Last month I wrote about the issues with color. Today I’ve put up a color selector based on the GTK+ Color Selector.

Last month I wrote about the issues with color.  Today I’ve put up a color selector based on the GTK+ Color Selector.  You can try a demo at Sequlr: Color.

The basic idea was to first recreate the GTK+ Color Selector with canvas, and then add a filter and the compliance information to it.

It’s decent, and although I found a few other color selectors that tried to improve the ability to choose compliant colors, I didn’t come across one that used this method.  Also, those that want to can use it as a widget in their own projects.

It should run okay on the newest browsers, though it may be sluggish on older ones, especially on slower computers.

Thanks for reading.

The Woes of Color

Colors are difficult to work with, especially for accessibility purposes.

As anyone that’s watched this blog when it’s changed, or looked at Sequlr knows, I’m not the most gifted person when it comes to picking colors.  Part of that is the fact that not all color combinations even work to begin with.  There’s this notion of contrast, and without contrast you simply cannot have a foreground and background at all.  The WCAG 2 guidelines for color contrast makes picking colors something of a minefield.

Many websites (I might even guess a majority, but I haven’t done any serious sampling) completely ignore WCAG/color contrast, assuming all of their users have perfect vision.  They are more concerned with the visual appeal of their design than the functionality.  This goes even for very prominent websites and those that at least pay lip service to accessibility.

> **Given problem**:
Return, word for word, the part of the blog post on color that opens with the words containing "Last month I wrote about the issues with color.  Today" and closes with "their own projects.". The data that comes next is separate from the blog post on color.

> **Collected material**:
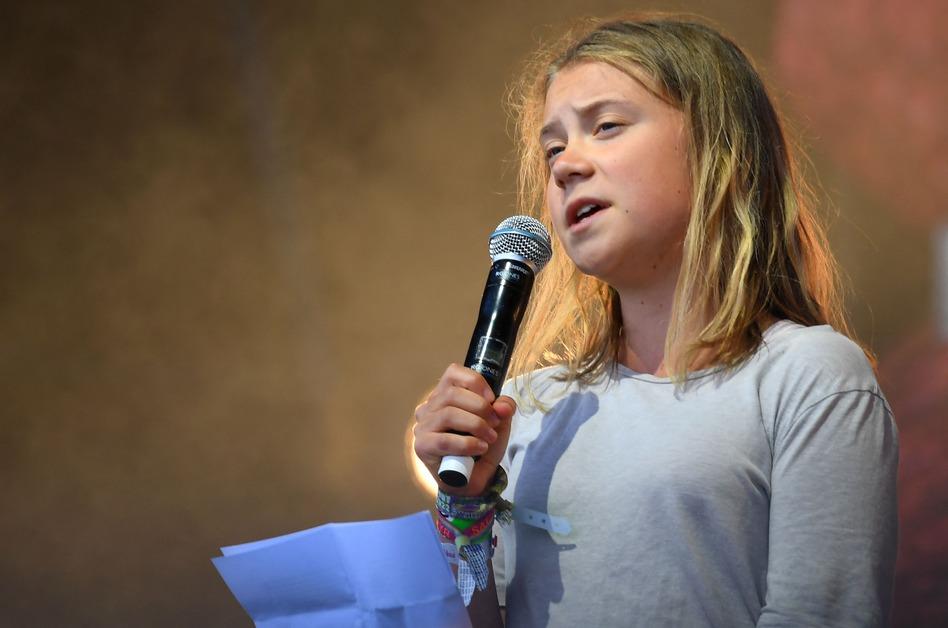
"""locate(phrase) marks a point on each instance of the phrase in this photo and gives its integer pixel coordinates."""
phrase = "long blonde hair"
(754, 246)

> **Response**:
Last month I wrote about the issues with color.  Today I’ve put up a color selector based on the GTK+ Color Selector.  You can try a demo at Sequlr: Color.

The basic idea was to first recreate the GTK+ Color Selector with canvas, and then add a filter and the compliance information to it.

It’s decent, and although I found a few other color selectors that tried to improve the ability to choose compliant colors, I didn’t come across one that used this method.  Also, those that want to can use it as a widget in their own projects.